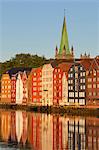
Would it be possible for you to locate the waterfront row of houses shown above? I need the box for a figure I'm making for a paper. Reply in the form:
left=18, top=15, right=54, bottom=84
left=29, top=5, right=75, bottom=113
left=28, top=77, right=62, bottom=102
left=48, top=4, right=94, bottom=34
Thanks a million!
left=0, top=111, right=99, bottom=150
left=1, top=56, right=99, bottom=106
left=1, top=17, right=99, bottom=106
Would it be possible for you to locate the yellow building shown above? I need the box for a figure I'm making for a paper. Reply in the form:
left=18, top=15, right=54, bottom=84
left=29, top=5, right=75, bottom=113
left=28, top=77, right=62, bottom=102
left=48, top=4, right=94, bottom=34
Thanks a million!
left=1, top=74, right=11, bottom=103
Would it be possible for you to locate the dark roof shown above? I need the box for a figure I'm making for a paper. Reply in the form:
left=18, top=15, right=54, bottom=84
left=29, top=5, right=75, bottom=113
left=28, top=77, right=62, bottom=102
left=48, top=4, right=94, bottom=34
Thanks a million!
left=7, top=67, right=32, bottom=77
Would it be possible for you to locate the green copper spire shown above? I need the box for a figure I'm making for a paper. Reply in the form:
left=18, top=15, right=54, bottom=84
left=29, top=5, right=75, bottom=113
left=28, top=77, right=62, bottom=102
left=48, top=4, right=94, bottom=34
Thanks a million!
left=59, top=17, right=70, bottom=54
==
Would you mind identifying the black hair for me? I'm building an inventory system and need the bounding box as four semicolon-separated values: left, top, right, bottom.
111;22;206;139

WORK TO COMPLETE:
Rewrite the stretch from the line containing "Would it be possible for you to locate the waterfront" through the line containing "left=59, top=17, right=70, bottom=54", requests included, with each box coordinate in the answers multiplied by 1.15 and rounded to a whole number, halves rounding up. Keep the numbers in the requests and their sample replies unchanged, and give only those lines.

WRITTEN RESPONSE:
Would it be possible for you to locate the waterfront row of houses shown above? I need the box for a figure I'm making for a paper. Reply in the form:
left=18, top=15, right=54, bottom=84
left=29, top=5, right=75, bottom=113
left=28, top=77, right=62, bottom=102
left=48, top=4, right=94, bottom=34
Thanks a million!
left=0, top=128, right=114, bottom=173
left=1, top=64, right=114, bottom=122
left=1, top=20, right=114, bottom=122
Would it be possible for you to locate the yellow building shown above? I need the box for a figure I'm making for a paper. Reply in the form:
left=18, top=15, right=54, bottom=84
left=29, top=5, right=75, bottom=113
left=28, top=77, right=62, bottom=102
left=48, top=4, right=94, bottom=34
Thanks a million!
left=1, top=85, right=13, bottom=118
Would it be possible for you to locate the dark roof shown above? I need the box for a figure I'm making for a paper. Reply in the form:
left=18, top=15, right=54, bottom=84
left=29, top=5, right=75, bottom=113
left=28, top=77, right=62, bottom=102
left=48, top=4, right=94, bottom=34
Thanks a million!
left=8, top=77, right=37, bottom=89
Would it be possible for you to locate the green copper spire shown above? I need the box for a figure I'm making for a paper. Reply in the form:
left=18, top=15, right=54, bottom=84
left=29, top=5, right=75, bottom=113
left=28, top=77, right=62, bottom=102
left=48, top=4, right=94, bottom=34
Thanks a million!
left=68, top=20, right=81, bottom=62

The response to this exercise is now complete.